## Stored data
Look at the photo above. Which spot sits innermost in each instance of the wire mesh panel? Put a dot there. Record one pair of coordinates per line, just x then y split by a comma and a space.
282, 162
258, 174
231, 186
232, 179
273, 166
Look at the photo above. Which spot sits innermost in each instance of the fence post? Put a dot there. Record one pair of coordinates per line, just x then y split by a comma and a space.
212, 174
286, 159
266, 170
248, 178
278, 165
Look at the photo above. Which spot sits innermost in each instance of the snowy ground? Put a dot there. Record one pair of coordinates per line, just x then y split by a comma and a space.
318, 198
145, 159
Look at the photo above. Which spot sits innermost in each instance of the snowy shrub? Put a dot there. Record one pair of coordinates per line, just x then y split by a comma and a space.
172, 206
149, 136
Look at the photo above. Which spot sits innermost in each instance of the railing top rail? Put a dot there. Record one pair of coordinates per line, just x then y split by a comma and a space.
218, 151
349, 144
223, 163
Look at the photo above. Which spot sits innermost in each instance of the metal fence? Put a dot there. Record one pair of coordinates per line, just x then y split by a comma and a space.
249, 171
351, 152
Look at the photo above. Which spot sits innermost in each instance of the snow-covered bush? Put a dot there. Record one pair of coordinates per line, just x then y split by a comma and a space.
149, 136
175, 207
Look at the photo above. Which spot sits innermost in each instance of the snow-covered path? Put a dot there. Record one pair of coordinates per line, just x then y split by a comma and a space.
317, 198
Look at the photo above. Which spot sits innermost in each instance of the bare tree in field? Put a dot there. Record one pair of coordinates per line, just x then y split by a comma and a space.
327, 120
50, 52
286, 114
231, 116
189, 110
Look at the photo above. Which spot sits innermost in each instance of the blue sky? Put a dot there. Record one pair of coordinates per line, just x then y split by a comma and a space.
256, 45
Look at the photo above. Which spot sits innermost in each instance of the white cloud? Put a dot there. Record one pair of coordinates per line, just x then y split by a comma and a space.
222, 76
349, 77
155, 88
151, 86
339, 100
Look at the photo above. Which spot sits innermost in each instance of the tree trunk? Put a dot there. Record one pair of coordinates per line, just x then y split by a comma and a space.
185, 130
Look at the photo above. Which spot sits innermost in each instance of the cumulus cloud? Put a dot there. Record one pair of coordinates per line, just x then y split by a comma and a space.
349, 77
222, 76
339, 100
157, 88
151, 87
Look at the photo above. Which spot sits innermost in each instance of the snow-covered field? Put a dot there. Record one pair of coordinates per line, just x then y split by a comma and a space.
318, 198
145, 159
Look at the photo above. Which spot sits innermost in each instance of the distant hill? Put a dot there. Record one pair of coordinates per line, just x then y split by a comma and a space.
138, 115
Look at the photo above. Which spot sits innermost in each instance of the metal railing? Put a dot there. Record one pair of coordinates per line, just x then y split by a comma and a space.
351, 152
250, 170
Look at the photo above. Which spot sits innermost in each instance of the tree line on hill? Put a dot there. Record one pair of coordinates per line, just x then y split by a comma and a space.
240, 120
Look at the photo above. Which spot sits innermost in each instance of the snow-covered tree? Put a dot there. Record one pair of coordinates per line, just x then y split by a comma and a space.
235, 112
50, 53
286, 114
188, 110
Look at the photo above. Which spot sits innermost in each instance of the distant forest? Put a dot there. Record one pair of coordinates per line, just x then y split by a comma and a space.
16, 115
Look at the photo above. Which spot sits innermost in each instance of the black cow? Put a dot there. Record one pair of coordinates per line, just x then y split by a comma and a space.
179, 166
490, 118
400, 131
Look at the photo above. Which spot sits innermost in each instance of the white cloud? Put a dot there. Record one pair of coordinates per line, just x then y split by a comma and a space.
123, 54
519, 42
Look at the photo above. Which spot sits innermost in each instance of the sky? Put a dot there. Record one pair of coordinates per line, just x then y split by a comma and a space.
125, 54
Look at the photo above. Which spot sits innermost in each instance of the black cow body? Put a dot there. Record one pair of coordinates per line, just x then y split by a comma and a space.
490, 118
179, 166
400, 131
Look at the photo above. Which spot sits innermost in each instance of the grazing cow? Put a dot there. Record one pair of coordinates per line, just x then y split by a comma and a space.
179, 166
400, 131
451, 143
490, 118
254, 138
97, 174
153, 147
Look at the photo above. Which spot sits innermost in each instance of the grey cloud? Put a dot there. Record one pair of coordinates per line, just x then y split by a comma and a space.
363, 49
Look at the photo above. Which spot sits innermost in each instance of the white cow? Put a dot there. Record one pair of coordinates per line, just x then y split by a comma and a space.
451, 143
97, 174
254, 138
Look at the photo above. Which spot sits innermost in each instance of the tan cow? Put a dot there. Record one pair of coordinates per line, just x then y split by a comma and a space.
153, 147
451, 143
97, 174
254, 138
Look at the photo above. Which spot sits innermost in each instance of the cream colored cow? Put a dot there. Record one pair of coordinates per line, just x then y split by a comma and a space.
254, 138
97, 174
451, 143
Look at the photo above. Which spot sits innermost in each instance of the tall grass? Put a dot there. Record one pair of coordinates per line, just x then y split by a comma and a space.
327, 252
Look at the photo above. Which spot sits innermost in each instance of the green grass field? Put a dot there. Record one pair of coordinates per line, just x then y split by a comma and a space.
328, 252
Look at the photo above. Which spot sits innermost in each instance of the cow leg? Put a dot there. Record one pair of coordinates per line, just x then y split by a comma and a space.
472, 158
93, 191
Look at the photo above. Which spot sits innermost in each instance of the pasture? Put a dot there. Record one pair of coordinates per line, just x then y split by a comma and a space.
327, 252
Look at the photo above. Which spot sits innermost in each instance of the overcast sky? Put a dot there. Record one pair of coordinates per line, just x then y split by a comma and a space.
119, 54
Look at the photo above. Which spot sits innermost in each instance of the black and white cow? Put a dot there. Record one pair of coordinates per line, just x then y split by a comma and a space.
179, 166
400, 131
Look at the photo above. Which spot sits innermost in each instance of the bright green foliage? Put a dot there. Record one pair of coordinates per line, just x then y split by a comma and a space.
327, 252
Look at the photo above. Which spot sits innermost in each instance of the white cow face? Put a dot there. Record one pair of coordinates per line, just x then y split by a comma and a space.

## EXERCISE AIM
Extract every record. Keep wording exact.

## CORRECT ANSWER
Look at the photo above. Which spot sits innermost in each instance of the wire mesh panel? Put a dot there. Record one pair of coordinates per line, just x then y split by a comma and a space.
282, 162
258, 174
231, 186
232, 179
273, 166
Look at the photo above. Which spot sits innermost in each instance of the fence post? Put a dot there. Record one pair of coordinates per line, just x then y split by a comma and a space.
212, 174
286, 159
266, 170
248, 178
278, 165
Look at the photo above. Which spot sits innermost in each instance of the snowy ground? Put a dot there. Record one pair of coordinates per line, just x then y split by a comma and a space.
318, 198
145, 159
Look at the photo above. Which spot sits innermost in each instance of the snowy shrub? Put a dot there. Record one pair of coordinates per line, just x then y split by a comma and a space.
172, 206
149, 136
Look at the photo above. Which spot sits innermost in each instance of the railing top rail? Put a dot there. Record one pair of coordinates per line, just x then y split by a comma and a space.
218, 151
349, 144
223, 163
Look at the photo above. Which spot sits innermost in each instance of the metal fence? Put a dot there. Record one pair of coordinates per line, just x then y split by a comma and a space.
249, 171
351, 152
Look at the photo above. Which spot sits innermost in each instance of the snow-covered bush? Put a dot there. Record one pair of coordinates per line, just x then y split by a comma and a space.
149, 136
175, 207
Look at the photo above. Which spot sits innermost in each instance of the snow-covered path? Put a dot there. Record one pair of coordinates per line, just x then y split by a comma and a space.
317, 198
Look at the photo above. Which spot sits innermost in each instance of the bare tree in field? Put a dot there. Record one pair of coordinates per line, just x then y split by a comma and a space.
327, 120
50, 52
286, 114
231, 116
189, 110
Look at the photo above. Which spot sits innermost in each instance of the blue sky? Put a dot there. Record one pair of coordinates per line, just x then y split by a comma and a space.
256, 45
Look at the photo above. Which spot sits innermost in each instance of the white cloud? Put a dot there. Record one pair of coordinates per line, just x then y split by a comma and a space.
222, 76
349, 77
155, 88
151, 86
339, 100
Look at the photo above. Which spot sits innermost in each instance of the tree trunk? Put a dot there. Record one pair of coordinates per line, just x then y split by a comma and a space.
185, 130
Look at the photo above. Which spot sits innermost in each instance of the cumulus cloud? Put a dot there. Record one pair of coordinates per line, just x then y split by a comma and a space.
349, 77
222, 76
339, 100
157, 88
151, 87
Look at the photo above. Which spot sits innermost in each instance of the snow-covered field? Put a dot there. Record one pair of coordinates per line, just x then y split by a comma and a space.
318, 198
145, 159
Look at the photo above. Which spot sits innermost in each instance of the distant hill? Put a dot there. Record one pair of coordinates per line, just x then y split by a comma and a space.
138, 115
Look at the photo above. Which spot sits innermost in each instance of the metal railing? Put a dot there. Record one pair of coordinates per line, just x then y split by a comma and a space.
351, 152
250, 170
Look at the photo above. Which spot sits innermost in each instance of the tree line on hill? Put a dot there. Record one pair of coordinates per line, just x then y split by a comma and a space.
240, 120
Look at the photo above. Which spot sits innermost in each instance of the snow-covered tree? Put a dot there. Record one pair of coordinates per line, just x then y split by a comma and a space.
235, 112
50, 53
286, 114
188, 110
Look at the photo above. Which spot sits innermost in each instance of the distant forest? Put a dot there. Record one pair of coordinates per line, just x then y split by a comma and a space.
16, 115
Look at the photo above. Which spot sits innermost in each instance of the black cow? Put a dot there. Record one pair of coordinates per line, just x then y split by a comma and a space.
179, 166
490, 118
400, 131
Look at the photo above. Which spot sits innermost in each instance of the white cloud? Put a dot there. Record one pair of coordinates per line, just x then y split by a comma and a space.
123, 54
519, 42
Look at the photo above. Which spot sits innermost in each instance of the sky? Put a dot there. Record one pair of coordinates per line, just x then y split by a comma and a space.
125, 54
Look at the photo above. Which spot sits innermost in each instance of the black cow body? Put a dot there. Record one pair of coordinates per line, just x then y split by a comma and a space.
490, 118
179, 166
400, 131
Look at the photo above. Which spot sits innermost in each instance of the grazing cow? Put a dot there. Record one pair of coordinates per line, just x then y split by a comma and a space.
179, 166
400, 131
451, 143
490, 118
254, 138
97, 174
153, 147
Look at the photo above. Which spot sits innermost in each instance of the grey cloud? Put a dot there. Record one pair of coordinates per line, just x then y split by a comma and a space.
363, 49
Look at the photo above. Which spot sits innermost in each instance of the white cow? Put a dot there. Record one pair of coordinates per line, just x then y split by a comma and a space.
451, 143
97, 174
254, 138
Look at the photo above. Which spot sits innermost in each instance of the tan cow? Put a dot there. Record one pair of coordinates per line, just x then y split by a comma and a space.
153, 147
451, 143
97, 174
254, 138
Look at the photo above. Which spot sits innermost in each instance of the cream colored cow? Put a dot there. Record one pair of coordinates per line, just x then y split by a comma and a space.
254, 138
97, 174
451, 143
Look at the photo above. Which spot sits innermost in each instance of the tall grass? Put a dot there. Record one pair of coordinates per line, just x then y split by a comma and a space.
327, 252
Look at the photo above. Which spot sits innermost in each instance of the green grass field? Put a dot there. Record one pair of coordinates per line, just x then y split by a comma and a space.
328, 252
Look at the photo above. Which spot sits innermost in each instance of the cow leg? Put a dot there. Record one pair of coordinates per line, just x then y split by a comma and a space.
472, 158
93, 191
Look at the photo above. Which spot sits innermost in each instance of the pasture? Put a dot there. Record one pair of coordinates per line, just x then y split by a comma and a space.
327, 252
Look at the photo above. Which spot sits innermost in each instance of the overcast sky? Put a dot there. Record one pair of coordinates per line, just x then y split by a comma and a space.
119, 54
Look at the photo above. Which spot sits innermost in each instance of the black and white cow? Put a dot there. Record one pair of coordinates per line, just x then y split by a comma and a space.
179, 166
400, 131
Look at the photo above. Which spot sits innermost in each instance of the bright green foliage? Put a dot there. Record one pair of coordinates per line, just x then y split by a comma and a space.
327, 252
Look at the photo above. Which spot sits innermost in each instance of the white cow face? Put a dot there. Record one pair of coordinates per line, just x then y split by a comma and a space.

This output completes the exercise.